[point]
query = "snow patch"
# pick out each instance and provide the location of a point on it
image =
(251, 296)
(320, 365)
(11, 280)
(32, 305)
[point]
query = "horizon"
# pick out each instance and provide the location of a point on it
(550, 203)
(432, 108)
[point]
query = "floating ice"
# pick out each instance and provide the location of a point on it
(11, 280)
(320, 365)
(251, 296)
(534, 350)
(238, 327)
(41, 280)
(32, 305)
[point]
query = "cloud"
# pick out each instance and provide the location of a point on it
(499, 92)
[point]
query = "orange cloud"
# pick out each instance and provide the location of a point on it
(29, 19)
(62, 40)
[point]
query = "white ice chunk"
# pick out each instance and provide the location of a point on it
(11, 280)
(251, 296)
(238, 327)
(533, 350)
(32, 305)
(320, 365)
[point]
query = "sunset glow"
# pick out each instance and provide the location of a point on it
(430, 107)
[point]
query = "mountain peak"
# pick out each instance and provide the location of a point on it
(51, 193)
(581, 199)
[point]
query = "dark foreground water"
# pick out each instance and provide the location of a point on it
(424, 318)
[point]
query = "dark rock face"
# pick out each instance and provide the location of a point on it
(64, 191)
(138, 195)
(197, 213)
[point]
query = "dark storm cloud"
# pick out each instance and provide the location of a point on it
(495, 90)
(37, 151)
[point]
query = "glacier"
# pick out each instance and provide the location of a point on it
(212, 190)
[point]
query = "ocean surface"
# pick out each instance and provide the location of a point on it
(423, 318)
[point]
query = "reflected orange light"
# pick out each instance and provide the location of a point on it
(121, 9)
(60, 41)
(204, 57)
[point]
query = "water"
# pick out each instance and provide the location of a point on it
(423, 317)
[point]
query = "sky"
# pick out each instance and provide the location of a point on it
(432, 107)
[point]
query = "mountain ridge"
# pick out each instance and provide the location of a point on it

□ □ □ □

» **Descrição da tarefa**
Reescreva todas as entradas acima, linha por linha, sem nenhuma alteração.

» **Resposta da tarefa**
[point]
query = "snow patch"
# pick out each instance and provide the location of a point on it
image =
(251, 296)
(320, 365)
(11, 280)
(32, 305)
[point]
query = "horizon"
# pick out each instance and provide the location of a point on it
(550, 203)
(432, 108)
[point]
query = "floating ice"
# pick out each instance and provide the location of a point on it
(11, 280)
(320, 365)
(251, 296)
(534, 350)
(238, 327)
(41, 280)
(32, 305)
[point]
query = "cloud"
# pick out each instance and provide the location of a point on it
(499, 92)
[point]
query = "orange cloud"
# pick out each instance and provide the location of a point on it
(29, 19)
(62, 40)
[point]
query = "white ice chunk"
# pick out each instance and provide the location of a point on it
(11, 280)
(251, 296)
(238, 327)
(533, 350)
(32, 305)
(320, 365)
[point]
query = "sunset glow"
# pick out each instance and provide the location of a point on it
(430, 107)
[point]
query = "mountain peak"
# pick out each instance and provide the location of a point on it
(51, 193)
(581, 199)
[point]
query = "dark foreground water"
# pick out each instance and provide the location of a point on it
(424, 318)
[point]
query = "dark rock face"
# pick out each instance and provide the location of a point on it
(64, 191)
(138, 195)
(197, 213)
[point]
query = "dark storm cloud"
# pick out each instance and provide the location of a point on it
(495, 90)
(37, 151)
[point]
query = "glacier"
# pick out each instance and provide the location of a point on it
(212, 190)
[point]
query = "ocean surface"
# pick out each instance and provide the location of a point on it
(423, 318)
[point]
query = "reflected orange light"
# pick out each instance and provide the location of a point on it
(121, 9)
(60, 41)
(204, 57)
[point]
query = "water"
# pick out each instance and provide the location of a point on it
(423, 317)
[point]
query = "sky"
# pick out each instance and provide the location of a point on it
(432, 107)
[point]
query = "mountain ridge"
# pick out each instance and provide the location of a point on it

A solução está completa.